WHAT THE TASK ASKS ::
Quote exactly, and only, the lines of the material below from the line with "TASK = identify one point per instance of the blue" through the line with "TARGET = foggy sky".

· · ·

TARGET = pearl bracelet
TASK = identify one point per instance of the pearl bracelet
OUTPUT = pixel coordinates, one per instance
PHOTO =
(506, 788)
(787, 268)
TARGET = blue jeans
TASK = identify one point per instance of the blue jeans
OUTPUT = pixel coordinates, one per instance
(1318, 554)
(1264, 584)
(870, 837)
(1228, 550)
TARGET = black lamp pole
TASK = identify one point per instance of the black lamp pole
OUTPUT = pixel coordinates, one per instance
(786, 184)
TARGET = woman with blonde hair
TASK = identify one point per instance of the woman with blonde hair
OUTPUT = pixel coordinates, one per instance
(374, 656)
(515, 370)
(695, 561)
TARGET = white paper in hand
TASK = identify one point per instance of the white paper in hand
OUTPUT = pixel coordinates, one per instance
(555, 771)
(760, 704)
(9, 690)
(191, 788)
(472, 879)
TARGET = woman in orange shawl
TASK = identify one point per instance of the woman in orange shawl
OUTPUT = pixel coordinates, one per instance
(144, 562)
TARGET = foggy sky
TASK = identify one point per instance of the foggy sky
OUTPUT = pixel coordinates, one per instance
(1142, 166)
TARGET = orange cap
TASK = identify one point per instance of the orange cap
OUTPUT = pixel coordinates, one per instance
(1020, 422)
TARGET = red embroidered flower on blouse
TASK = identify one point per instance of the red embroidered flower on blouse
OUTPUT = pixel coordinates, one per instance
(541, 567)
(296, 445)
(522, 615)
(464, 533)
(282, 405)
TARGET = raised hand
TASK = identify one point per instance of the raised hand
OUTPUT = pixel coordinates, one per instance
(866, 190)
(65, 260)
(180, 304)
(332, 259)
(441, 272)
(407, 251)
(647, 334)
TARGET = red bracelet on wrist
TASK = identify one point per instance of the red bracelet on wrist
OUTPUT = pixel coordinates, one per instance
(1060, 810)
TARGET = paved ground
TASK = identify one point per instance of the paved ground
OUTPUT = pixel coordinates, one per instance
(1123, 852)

· · ·

RESULT OF THE EXERCISE ::
TASK = identify one point per instance of the blue jeans
OUTPUT = pixel coordinates, one per instance
(1318, 554)
(1264, 584)
(870, 837)
(1228, 550)
TARGET = black lamp pole
TASK = identify one point per instance of the black lamp pole
OUTPUT = pixel coordinates, one per instance
(786, 184)
TARGET = woman with blonde hair
TASK = identify one point per instance of the woman with blonde hair
OUTPUT = pixel coordinates, one per instance
(374, 656)
(515, 370)
(695, 561)
TARGET = white paper in hand
TASK = identify one point per instance of the white paper in hand
OUTPUT = pixel coordinates, one per instance
(555, 771)
(760, 704)
(9, 690)
(191, 788)
(472, 879)
TARGET = woman in orange shawl
TASK = identify one point per instance of the woman in orange shawl
OUTPUT = pixel coordinates, one per instance
(144, 562)
TARGET = foggy sky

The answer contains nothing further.